Anyone running the same prop as me or a different prop, what performance numbers are you seeing? I was expecting to immediately want to change the prop out but after running it, I get no cavitation with the JP all the way up, hole shot is superb, and I can stay on plane at very slow speed. To me it leaves nothing to be desired, so I am curious to see if anyone has found anything better.


----------



## Surffshr (Dec 28, 2017)

Great looking skiff man! Congrats, I understand your story very well. As to your question, I haven’t...


----------



## Zika (Aug 6, 2015)

Congrats. Your persistence paid off. Sweet skiff and good-looking first mates!


----------



## Water Bound (Dec 12, 2018)

Love the Guide and she looks great without the spray rails....Congrats!


----------



## MaGuyver (Nov 6, 2012)

I like the low console.


----------



## TheAdamsProject (Oct 29, 2007)

Congratulations! Looks great without the spray rails and Im diggin that low console as well.


----------



## Charles Hadley (Jan 20, 2019)

Looks like a console on one of Flips whiprays without the counter top.


----------



## Seebs (Dec 21, 2011)

Great find!!


----------



## DBStoots (Jul 9, 2011)

Very nice! Give Chris at call at Hell's Bay and he can probably tell you all the details about the console.


----------



## Pierson (Mar 16, 2016)

Thanks for all the compliments guys! Hopefully I can get another 20 years out of her!


----------



## Inshore_Inc. (Sep 16, 2014)

Georgeous!


----------



## Caddis (Feb 2, 2020)

Wow, looks like it's in amazing shape!


----------



## flynut (Sep 7, 2015)

Awesome boat and deck hand for sure. I'm like you, I don't want no power pole to add weight or get in the way when I'm poling. Get a removeable trolling motor if you decide to put one on there.


----------



## Mark H (Nov 22, 2016)

Pierson said:


> Thanks for all the compliments guys! Hopefully I can get another 20 years out of her!


Oh I think you can get way more than 20 years out of your deckhand.


----------



## Micro Thinfisher (Jan 27, 2018)

Congrats on finding the perfect skiff to suit you along with your first/best mate.


----------



## sjrobin (Jul 13, 2015)

====================

**Objectives**.
[a] Answer these questions from the skiff thread:
(i) What does the first post say happens with the JP all the way up?
(ii) Whom does DBStoots suggest calling at Hell's Bay?
(iii) What does flynut recommend getting if the owner decides to add a trolling motor?
[b] Return everything in the skiff thread from "## Mark H (Nov" down to "of your deckhand.", unchanged.
The listing comes from another source.

**Source excerpt**.

====================

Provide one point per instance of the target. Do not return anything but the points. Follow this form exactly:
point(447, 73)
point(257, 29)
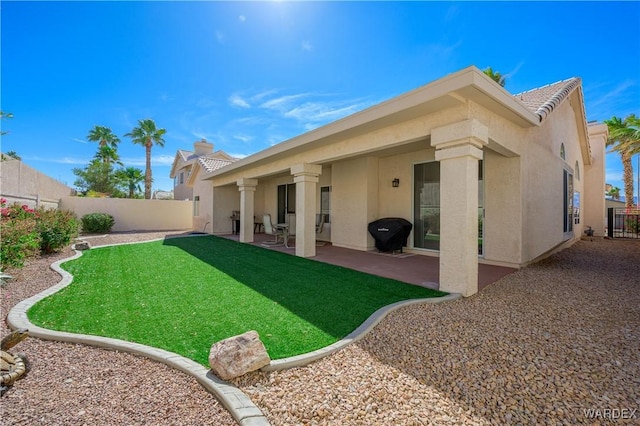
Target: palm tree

====================

**Answers for this exercise**.
[a]
(i) There is no cavitation.
(ii) Chris.
(iii) A removable trolling motor.

[b]
## Mark H (Nov 22, 2016)

Pierson said:


> Thanks for all the compliments guys! Hopefully I can get another 20 years out of her!


Oh I think you can get way more than 20 years out of your deckhand.